Work to complete
All lines in the material below that contain "track" should be located and copied.

START Excerpted records

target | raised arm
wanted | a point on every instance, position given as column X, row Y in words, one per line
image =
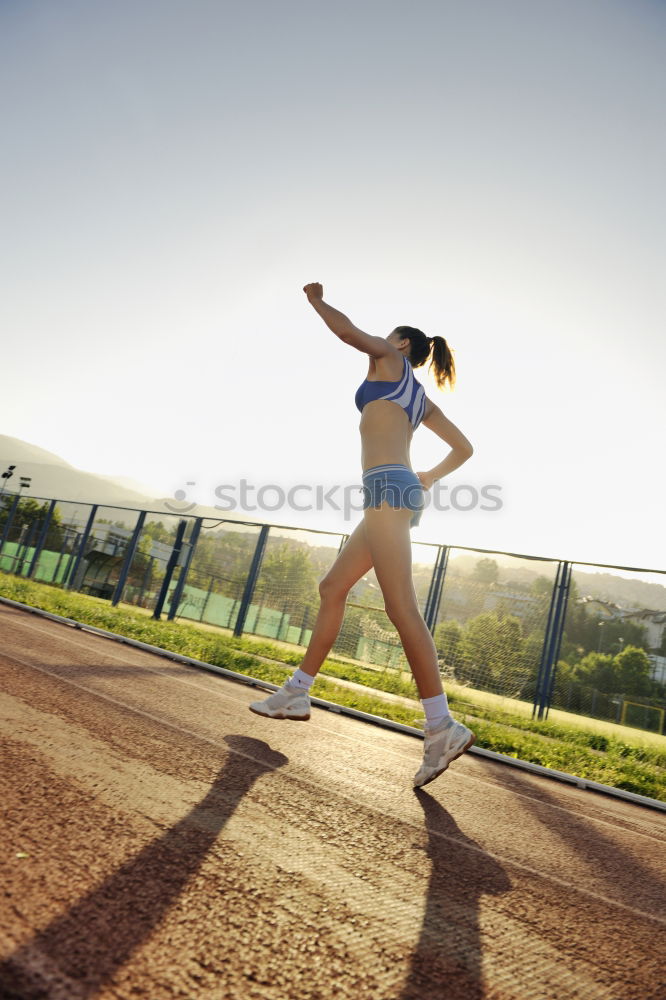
column 343, row 327
column 461, row 449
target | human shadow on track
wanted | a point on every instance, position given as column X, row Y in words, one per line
column 81, row 950
column 447, row 959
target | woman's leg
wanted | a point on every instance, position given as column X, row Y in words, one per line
column 390, row 547
column 353, row 562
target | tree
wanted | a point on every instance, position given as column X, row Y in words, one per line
column 288, row 578
column 27, row 512
column 632, row 670
column 491, row 652
column 447, row 640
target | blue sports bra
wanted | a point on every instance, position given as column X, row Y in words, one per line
column 406, row 392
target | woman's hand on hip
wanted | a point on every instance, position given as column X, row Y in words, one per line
column 314, row 291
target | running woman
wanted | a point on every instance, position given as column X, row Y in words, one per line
column 392, row 404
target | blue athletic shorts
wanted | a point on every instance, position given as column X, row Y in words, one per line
column 395, row 484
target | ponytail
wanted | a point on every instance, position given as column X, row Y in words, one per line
column 421, row 348
column 442, row 363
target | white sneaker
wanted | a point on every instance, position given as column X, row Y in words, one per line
column 287, row 703
column 443, row 743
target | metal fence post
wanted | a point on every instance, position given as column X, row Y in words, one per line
column 22, row 553
column 557, row 638
column 251, row 581
column 552, row 640
column 70, row 576
column 9, row 522
column 170, row 567
column 180, row 582
column 129, row 558
column 435, row 590
column 42, row 538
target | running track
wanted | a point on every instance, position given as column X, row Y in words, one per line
column 179, row 846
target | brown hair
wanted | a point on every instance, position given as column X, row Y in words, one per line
column 421, row 348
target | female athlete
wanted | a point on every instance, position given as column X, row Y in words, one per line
column 392, row 404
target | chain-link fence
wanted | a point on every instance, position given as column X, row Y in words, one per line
column 541, row 632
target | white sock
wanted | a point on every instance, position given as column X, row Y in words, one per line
column 301, row 680
column 436, row 709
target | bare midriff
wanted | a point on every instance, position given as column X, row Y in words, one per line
column 386, row 435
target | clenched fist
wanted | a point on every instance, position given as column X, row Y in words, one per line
column 313, row 291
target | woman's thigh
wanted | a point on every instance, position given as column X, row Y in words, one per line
column 353, row 562
column 390, row 547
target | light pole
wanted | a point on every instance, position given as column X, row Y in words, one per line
column 7, row 475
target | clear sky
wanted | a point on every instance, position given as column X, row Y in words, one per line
column 174, row 172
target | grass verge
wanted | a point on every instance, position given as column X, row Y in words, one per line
column 586, row 753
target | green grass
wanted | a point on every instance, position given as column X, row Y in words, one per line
column 579, row 747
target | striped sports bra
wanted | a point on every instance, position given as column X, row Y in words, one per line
column 406, row 392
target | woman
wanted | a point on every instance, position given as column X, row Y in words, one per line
column 392, row 405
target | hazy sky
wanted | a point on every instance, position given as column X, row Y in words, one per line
column 174, row 172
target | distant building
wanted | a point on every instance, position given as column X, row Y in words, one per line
column 654, row 622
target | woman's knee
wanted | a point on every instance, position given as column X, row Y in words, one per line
column 401, row 612
column 332, row 589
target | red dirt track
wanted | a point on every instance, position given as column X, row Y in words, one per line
column 179, row 846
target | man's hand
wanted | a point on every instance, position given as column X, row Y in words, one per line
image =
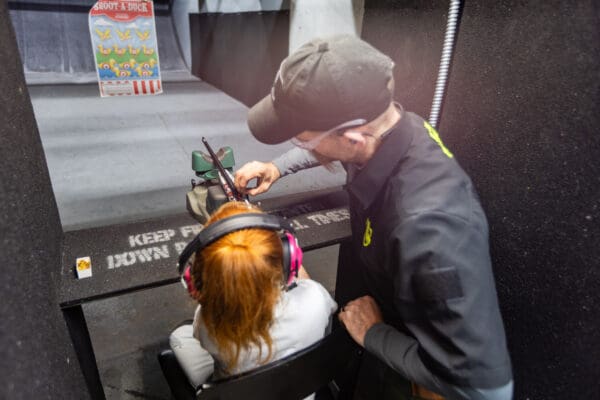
column 265, row 173
column 358, row 316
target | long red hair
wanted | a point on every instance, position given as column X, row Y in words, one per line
column 241, row 275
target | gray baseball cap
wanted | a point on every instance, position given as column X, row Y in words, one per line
column 326, row 82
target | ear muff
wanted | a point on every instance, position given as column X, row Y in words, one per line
column 292, row 253
column 292, row 257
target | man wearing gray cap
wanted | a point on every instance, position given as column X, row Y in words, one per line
column 426, row 308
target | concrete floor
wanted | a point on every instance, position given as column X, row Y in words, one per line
column 126, row 159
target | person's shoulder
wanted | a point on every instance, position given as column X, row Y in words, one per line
column 310, row 290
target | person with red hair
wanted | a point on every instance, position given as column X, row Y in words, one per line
column 247, row 316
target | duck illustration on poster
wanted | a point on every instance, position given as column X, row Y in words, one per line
column 123, row 34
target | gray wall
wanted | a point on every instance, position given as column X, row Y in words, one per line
column 36, row 356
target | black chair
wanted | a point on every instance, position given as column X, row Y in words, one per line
column 327, row 368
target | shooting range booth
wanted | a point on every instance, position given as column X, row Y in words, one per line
column 107, row 178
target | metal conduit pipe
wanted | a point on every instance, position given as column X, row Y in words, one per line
column 438, row 96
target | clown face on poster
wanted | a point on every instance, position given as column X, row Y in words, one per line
column 125, row 48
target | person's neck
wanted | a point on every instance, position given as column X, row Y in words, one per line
column 381, row 127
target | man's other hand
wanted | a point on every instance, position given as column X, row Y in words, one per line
column 358, row 316
column 265, row 173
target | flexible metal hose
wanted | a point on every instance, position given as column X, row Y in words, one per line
column 438, row 95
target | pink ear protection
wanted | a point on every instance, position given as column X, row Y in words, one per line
column 292, row 253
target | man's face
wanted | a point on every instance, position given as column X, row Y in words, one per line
column 332, row 147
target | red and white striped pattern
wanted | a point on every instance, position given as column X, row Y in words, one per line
column 151, row 86
column 130, row 88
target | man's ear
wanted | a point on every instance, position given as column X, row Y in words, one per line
column 355, row 137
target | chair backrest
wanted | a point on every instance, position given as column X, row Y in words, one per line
column 335, row 357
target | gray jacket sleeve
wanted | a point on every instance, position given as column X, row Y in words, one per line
column 295, row 160
column 397, row 350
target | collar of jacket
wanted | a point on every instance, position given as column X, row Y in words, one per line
column 369, row 181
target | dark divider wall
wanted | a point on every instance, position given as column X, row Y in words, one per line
column 239, row 53
column 36, row 357
column 523, row 117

END Excerpted records

Response box
target | human shadow on track
target | running track
target | red dirt track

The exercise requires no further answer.